• [Page text]:
ZMQ latency with PUB-SUB (slow subscriber)

Question

I have found a lot of question on a similar topic but they didn't help me to solve my problem.

Using :

Linux Ubuntu 14.04
python 3.4
zmq : 4.0.4 // pyZMQ 14.3.1

TL;DR

Receiver queue in ZMQ SUB socket is growing indefinitely even after HWM are set. This happen when subscriber is slower than publisher. What can I do to prevent it ?

Background

I work in the human computer interaction filed. We have a huge code base to control the mouse cursor, this kind of things. I wanted to "break it" in several module, communicating with ZMQ. It must have as little latency as possible, but dropping (losing) messages is not that important.

An other interesting aspect is the possibility to add "spies" between the nodes. Thus the PUB/SUB sockets seems to be the most adequate.

Something like this :

+----------+                +-----------+                 +------------+
|          | PUB            |           |  PUB            |            |
|  Input   | +----+------>  |  Filter   |  +----+------>  |   Output   |
|          |      |     SUB |           |       |     SUB |            |
+----------+      v         +-----------+       v         +------------+
               +-----+                       +-----+                   
               |Spy 1|                       |Spy 2|                   
               +-----+                       +-----+

Problem

Everything works fine, except when we add the spies. If we add a spy doing "heavy stuff" like real time visualisations with matplotlib we notice an increasing latency in the plots. IE : on the graph above, filter and output are fast, no latency is seen, but on Spy 2, latency can reach 10 min after running 20 min (!!)

• [Supplied data]:
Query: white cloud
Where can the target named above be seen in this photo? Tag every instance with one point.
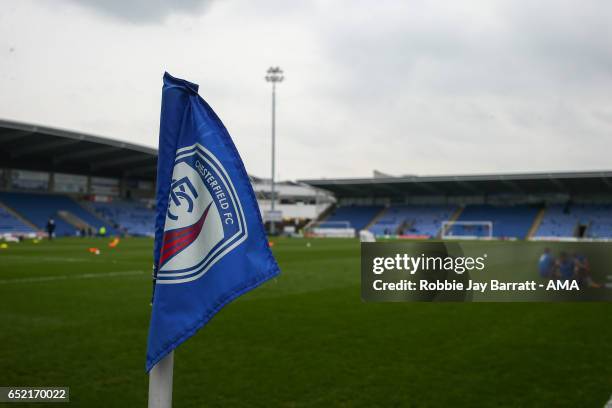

• [Task list]:
A – Using the ZMQ latency post, answer these:
(i) Which Python version is used?
(ii) What does the writer say is not that important?
(iii) How much latency can Spy 2 reach after running 20 minutes?
B – Carry the ZMQ latency post forward from its last sentence.
The data is separate from the ZMQ latency post and has nothing to do with it.

• [Answers to the exercise]:
A –
(i) Python 3.4
(ii) Dropping (losing) messages
(iii) Up to 10 minutes

B –
It looks like the queue on the receiver grows indefinitely. We investigated the High Water Mark (HWM) functionalities of ZMQ to set it low to drop older messages, but nothing changed.

Minimal code

Architecture :

+------------+                +-------------+
|            |  PUB           |             |
|   sender   | -------------> |  receiver   |
|            |             SUB|             |
+------------+                +-------------+

The receiver is a slow receiver (acting as a spy in the first graph)

Code :

Sender.py

import time
import zmq

ctx = zmq.Context()

sender = ctx.socket(zmq.PUB)
sender.setsockopt(zmq.SNDBUF, 256)
sender.set_hwm(10)
sender.bind('tcp://127.0.0.1:1500')

print(zmq.zmq_version()) ## 4.0.4
print(zmq.__version__) ## 14.3.1
print(sender.get_hwm()) ## 10

i = 0
while True:
    mess = "{} {}".format(i, time.time())
    sender.send_string(mess)
    print("Send : {}".format(mess))
    i+= 1

receiver.py:

import time
import zmq

ctx = zmq.Context()
front_end = ctx.socket(zmq.SUB)

front_end.set_hwm(1)
front_end.setsockopt(zmq.RCVBUF, 8)

front_end.setsockopt_string(zmq.SUBSCRIBE, '')
front_end.connect('tcp://127.0.0.1:1500')

print(zmq.zmq_version()) ## 4.0.4
print(zmq.__version__) ## 14.3.1
print(front_end.get_hwm()) ## 1

while True:
    mess = front_end.recv_string()
    i, t = mess.split(" ")
    mess = "{} {}".format(i, time.time() - float(t))
    print("received : {}".format(mess))
    time.sleep(1)  # slow

I don't think that this is a normal behaviour for ZMQ Pub/Sub. I tried to set the HWM in the receiver, in the subscriber, in both, but nothing changed.

What am I missing ?

Edit :

I don't think I was clear when I explained my problem. I made an implementation moving the mouse cursor. The input was the mouse cursor position send in ZMQ at 200Hz (with a .sleep( 1.0 / 200 ) ), some processing was done and the mouse cursor position was updated (I don't have this sleep in my minimal example).

Everything was smooth, even when I launched the spies. The spies nevertheless had a growing latency (because of the slow processing). The latency doesn't appear in the cursor, at the end of the "pipeline".

I think the problem comes from the slow subscriber queuing the messages.

In my example, if we kill the sender and let the receiver alive, messages will continue to be displayed until all (?) the submitted messages are displayed.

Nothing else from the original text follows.